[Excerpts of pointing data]

________________________________________

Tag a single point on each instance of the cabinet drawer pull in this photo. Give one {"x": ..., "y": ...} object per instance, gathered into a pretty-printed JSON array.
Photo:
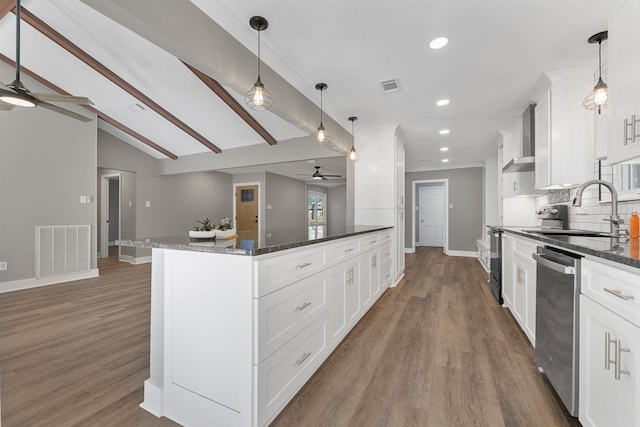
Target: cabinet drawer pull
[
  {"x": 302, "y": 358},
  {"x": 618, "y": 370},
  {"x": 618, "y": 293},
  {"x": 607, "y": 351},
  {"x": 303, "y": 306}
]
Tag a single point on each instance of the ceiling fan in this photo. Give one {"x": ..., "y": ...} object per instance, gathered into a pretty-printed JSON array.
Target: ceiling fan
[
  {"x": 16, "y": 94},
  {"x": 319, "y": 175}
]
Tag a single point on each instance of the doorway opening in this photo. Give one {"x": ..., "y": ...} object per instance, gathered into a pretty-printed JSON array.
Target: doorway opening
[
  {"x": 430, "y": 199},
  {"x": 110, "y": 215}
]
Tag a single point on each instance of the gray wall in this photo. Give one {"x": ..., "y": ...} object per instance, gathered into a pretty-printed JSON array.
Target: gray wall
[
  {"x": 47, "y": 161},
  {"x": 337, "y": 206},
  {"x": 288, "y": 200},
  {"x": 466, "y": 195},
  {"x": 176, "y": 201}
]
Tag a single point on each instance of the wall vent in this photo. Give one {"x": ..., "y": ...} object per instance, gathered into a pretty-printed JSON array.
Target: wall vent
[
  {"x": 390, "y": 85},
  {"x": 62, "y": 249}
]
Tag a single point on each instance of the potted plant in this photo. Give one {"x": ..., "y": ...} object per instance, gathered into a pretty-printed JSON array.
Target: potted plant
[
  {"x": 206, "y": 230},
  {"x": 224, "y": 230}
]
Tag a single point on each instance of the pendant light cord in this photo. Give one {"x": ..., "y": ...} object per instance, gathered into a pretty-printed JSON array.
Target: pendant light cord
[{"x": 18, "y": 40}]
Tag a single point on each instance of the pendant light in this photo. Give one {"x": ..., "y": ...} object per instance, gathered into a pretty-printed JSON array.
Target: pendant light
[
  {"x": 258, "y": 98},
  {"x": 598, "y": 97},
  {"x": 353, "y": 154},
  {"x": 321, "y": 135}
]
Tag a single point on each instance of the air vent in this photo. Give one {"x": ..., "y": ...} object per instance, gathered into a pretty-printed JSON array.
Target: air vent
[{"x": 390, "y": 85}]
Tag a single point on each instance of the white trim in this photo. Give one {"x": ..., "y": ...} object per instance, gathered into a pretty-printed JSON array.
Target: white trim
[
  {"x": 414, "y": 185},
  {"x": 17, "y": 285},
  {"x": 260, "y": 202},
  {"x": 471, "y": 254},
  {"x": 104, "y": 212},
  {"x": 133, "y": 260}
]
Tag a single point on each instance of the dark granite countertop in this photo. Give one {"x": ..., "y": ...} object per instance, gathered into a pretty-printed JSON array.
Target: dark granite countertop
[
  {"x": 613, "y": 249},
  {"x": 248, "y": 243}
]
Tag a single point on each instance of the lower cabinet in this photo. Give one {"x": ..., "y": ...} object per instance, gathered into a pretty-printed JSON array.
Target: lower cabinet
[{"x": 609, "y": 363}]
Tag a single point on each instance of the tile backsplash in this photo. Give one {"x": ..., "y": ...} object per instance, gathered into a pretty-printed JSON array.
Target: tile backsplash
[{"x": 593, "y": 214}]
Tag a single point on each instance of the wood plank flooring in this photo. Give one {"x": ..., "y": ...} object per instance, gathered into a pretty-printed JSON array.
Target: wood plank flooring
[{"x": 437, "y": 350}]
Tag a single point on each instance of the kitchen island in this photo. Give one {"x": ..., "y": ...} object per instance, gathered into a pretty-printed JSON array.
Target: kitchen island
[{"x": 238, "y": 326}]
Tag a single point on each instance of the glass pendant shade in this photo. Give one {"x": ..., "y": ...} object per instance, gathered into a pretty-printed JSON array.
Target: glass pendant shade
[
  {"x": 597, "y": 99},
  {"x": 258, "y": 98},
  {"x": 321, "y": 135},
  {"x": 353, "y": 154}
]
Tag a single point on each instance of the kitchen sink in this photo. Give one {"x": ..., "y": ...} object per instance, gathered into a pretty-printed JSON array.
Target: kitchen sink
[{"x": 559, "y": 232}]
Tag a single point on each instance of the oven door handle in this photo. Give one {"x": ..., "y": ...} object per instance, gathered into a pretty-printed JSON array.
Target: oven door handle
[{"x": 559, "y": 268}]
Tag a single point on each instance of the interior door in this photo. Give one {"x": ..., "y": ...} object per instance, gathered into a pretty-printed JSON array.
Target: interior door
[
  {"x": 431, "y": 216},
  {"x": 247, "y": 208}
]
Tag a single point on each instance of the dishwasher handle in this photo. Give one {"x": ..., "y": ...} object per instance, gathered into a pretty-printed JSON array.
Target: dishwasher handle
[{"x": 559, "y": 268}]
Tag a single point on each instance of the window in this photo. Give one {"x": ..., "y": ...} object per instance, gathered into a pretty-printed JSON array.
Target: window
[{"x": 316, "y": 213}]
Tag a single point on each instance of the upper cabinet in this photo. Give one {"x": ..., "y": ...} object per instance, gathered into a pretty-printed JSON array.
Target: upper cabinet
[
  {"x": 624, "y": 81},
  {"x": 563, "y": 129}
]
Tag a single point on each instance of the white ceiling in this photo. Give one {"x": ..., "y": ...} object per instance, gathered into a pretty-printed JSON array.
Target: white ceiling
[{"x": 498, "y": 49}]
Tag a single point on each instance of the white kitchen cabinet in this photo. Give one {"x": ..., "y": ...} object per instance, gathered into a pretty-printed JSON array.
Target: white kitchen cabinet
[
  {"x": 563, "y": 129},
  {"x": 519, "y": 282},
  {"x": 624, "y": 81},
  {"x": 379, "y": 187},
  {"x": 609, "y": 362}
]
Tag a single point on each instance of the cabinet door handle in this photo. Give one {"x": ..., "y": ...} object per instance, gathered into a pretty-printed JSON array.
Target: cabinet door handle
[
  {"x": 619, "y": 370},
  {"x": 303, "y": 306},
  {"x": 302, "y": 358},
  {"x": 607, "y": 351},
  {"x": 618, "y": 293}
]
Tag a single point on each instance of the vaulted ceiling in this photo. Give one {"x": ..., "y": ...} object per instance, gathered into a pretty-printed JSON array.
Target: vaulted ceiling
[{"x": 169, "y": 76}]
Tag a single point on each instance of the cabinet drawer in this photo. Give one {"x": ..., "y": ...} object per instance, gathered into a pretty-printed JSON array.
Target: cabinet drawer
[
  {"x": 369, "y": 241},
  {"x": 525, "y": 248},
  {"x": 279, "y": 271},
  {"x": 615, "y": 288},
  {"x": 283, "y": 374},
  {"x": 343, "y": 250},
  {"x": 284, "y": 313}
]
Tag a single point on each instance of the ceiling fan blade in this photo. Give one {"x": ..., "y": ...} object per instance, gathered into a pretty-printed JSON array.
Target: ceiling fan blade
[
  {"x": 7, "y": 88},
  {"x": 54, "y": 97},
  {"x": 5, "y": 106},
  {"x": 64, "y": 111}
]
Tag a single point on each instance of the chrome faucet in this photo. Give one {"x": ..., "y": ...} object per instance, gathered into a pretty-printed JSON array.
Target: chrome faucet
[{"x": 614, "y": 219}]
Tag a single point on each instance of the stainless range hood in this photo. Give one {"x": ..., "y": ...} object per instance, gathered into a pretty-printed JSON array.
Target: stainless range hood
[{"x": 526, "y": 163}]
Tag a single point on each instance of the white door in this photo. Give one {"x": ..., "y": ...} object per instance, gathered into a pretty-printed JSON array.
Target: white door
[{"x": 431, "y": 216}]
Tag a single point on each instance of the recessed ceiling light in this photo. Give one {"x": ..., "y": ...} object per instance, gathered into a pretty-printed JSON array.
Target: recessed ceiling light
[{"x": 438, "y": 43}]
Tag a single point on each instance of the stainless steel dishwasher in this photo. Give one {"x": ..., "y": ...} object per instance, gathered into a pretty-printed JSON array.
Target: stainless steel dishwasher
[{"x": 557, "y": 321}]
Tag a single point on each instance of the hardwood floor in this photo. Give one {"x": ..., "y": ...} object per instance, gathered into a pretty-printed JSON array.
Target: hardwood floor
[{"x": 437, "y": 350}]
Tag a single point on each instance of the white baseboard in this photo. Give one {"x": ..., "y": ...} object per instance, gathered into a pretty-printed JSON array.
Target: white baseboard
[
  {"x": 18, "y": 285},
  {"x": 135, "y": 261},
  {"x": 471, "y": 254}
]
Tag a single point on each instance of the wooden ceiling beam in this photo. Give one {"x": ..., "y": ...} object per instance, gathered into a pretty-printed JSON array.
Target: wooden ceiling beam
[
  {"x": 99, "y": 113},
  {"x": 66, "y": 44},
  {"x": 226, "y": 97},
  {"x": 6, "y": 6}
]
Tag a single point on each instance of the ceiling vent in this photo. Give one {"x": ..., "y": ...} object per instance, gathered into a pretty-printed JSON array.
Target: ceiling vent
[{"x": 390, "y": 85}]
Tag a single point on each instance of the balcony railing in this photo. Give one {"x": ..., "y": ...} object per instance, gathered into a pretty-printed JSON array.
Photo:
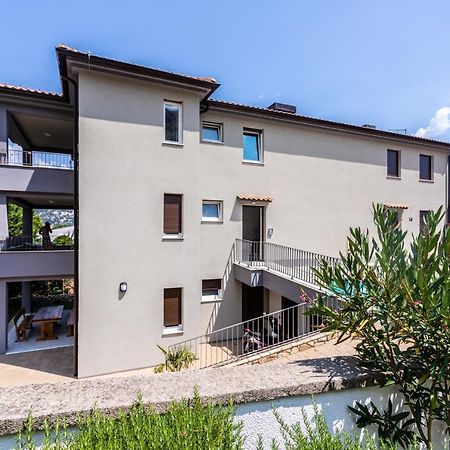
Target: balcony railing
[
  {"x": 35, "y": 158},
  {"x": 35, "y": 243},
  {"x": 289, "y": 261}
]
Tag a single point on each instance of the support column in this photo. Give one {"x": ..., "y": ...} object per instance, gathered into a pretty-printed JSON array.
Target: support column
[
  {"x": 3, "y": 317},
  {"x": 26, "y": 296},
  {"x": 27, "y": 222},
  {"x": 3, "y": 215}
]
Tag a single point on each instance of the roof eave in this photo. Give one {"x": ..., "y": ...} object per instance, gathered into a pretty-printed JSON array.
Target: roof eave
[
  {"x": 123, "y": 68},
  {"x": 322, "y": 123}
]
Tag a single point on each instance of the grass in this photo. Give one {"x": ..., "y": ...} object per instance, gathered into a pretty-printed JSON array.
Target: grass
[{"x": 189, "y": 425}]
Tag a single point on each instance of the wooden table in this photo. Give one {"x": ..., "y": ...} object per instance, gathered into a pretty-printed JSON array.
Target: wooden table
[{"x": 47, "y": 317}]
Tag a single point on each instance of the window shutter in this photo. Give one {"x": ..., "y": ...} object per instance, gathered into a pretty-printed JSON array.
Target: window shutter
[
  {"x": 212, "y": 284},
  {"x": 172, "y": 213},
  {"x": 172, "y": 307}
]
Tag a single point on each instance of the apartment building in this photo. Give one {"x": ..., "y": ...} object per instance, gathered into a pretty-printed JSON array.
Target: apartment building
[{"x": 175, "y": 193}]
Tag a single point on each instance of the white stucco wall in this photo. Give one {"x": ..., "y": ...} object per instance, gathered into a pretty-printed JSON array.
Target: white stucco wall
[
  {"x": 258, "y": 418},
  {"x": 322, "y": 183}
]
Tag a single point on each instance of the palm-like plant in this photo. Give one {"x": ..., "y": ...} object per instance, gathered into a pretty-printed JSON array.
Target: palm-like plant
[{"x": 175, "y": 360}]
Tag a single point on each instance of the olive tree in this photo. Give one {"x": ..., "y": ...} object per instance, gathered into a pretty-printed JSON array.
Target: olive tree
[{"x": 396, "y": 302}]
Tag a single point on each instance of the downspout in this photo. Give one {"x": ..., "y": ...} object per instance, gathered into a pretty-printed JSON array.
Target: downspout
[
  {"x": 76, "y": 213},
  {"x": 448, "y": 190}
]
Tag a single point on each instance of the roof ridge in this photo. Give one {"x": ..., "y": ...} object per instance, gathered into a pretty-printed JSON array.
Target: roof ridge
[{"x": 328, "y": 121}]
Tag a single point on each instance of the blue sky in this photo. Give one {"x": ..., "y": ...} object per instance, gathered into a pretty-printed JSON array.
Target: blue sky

________________________________________

• WHAT IS EXPECTED
Take the line that contains "Tag a single point on each instance of the downspout" and every line after it through the end of the listing above, and repeat them exactly.

• SOLUTION TO THIS EXERCISE
Tag a single point on each instance of the downspout in this photo. Give one {"x": ..., "y": ...} object per instance, gathered into a pretty-printed JSON array.
Target: downspout
[
  {"x": 76, "y": 213},
  {"x": 448, "y": 190}
]
Tag a single point on each instance of the roof ridge in this photo. Give one {"x": ..., "y": ...} object per instance, gathered into a pretty-printed JSON array.
Target: roof ridge
[{"x": 328, "y": 121}]
Tag a single point on each instance of the blue sky in this photo. Give one {"x": ..., "y": ...} object per instance, gathered into a pretty-printed JSON array.
Target: blue sky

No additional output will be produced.